### [TEXT BLOCK]
··········

This is a response to Abram's The Parable of Predict-O-Matic, but you probably don't need to read Abram's post to understand mine. While writing this, I thought of a way in which I think things could wrong with dualist Predict-O-Matic, which I plan to post in about a week. I'm offering a $100 prize to the first commenter who's able to explain how things might go wrong in a sufficiently crisp way before I make my follow-up post.
Currently, machine learning algorithms are essentially "Cartesian dualists" when it comes to themselves and their environment. (Not a philosophy major -- let me know if I'm using that term incorrectly. But what I mean to say is...) If I give a machine learning algorithm some data about itself as training data, there's no self-awareness there--it just chugs along looking for patterns like it would for any other problem. I think it's a reasonable guess that our algorithms will continue to have this "no self-awareness" property as they become more and more advanced. At the very least, this "business as usual" scenario seems worth analyzing in depth.

··········

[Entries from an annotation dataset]
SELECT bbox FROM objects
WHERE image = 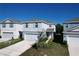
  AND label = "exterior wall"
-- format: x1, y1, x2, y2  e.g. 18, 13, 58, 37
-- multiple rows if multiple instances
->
23, 23, 47, 32
0, 24, 21, 38
0, 22, 56, 40
64, 24, 79, 30
42, 23, 56, 32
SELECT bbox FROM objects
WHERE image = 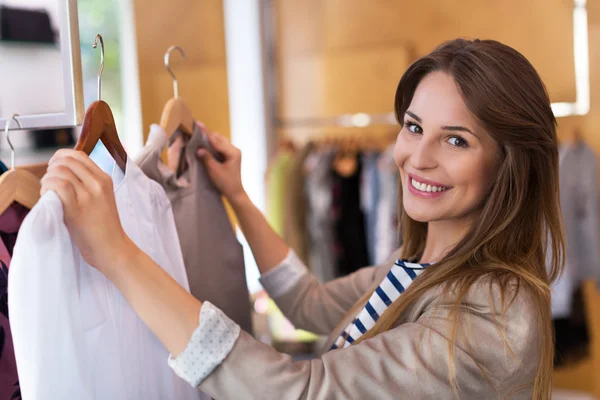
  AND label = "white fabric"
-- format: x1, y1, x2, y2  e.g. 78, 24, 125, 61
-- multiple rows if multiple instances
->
260, 249, 308, 297
8, 156, 203, 400
169, 301, 240, 387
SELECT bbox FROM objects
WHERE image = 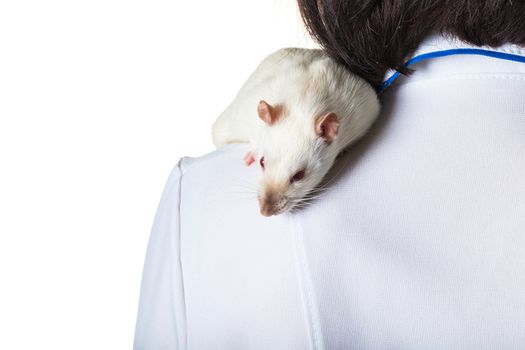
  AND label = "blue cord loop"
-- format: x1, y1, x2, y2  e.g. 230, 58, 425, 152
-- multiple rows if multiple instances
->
379, 49, 525, 92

··········

### [STATED GOAL A]
Reproduce the part of the Predict-O-Matic post starting with "This is a response" and going on through "my follow-up post.".
### [STATED GOAL B]
Write out the whole listing again with every line included, adding 127 to each bounding-box coordinate in its answers. Leave the pictures out of your answer.
The Predict-O-Matic post and the listing come from unrelated sources.

### [FULL OUTPUT A]
This is a response to Abram's The Parable of Predict-O-Matic, but you probably don't need to read Abram's post to understand mine. While writing this, I thought of a way in which I think things could wrong with dualist Predict-O-Matic, which I plan to post in about a week. I'm offering a $100 prize to the first commenter who's able to explain how things might go wrong in a sufficiently crisp way before I make my follow-up post.

### [FULL OUTPUT B]
SELECT bbox FROM objects
WHERE image = 
  AND label = "exterior wall"
-- format: x1, y1, x2, y2  e.g. 18, 13, 58, 37
-- multiple rows if multiple instances
->
150, 150, 174, 159
127, 151, 148, 165
127, 149, 183, 167
191, 151, 206, 157
169, 150, 183, 159
SELECT bbox FROM objects
WHERE image = 
  AND label = "white fabric"
-- format: x1, y1, x2, y2  e.g. 78, 24, 125, 61
-- multiple rows if multiple instances
->
387, 376, 435, 424
135, 283, 330, 527
296, 428, 367, 514
SELECT bbox FROM objects
WHERE image = 
  AND label = "blue cord loop"
-- format: x1, y1, x2, y2  e.g. 230, 58, 425, 152
-- multiple rows if multiple instances
->
506, 176, 652, 219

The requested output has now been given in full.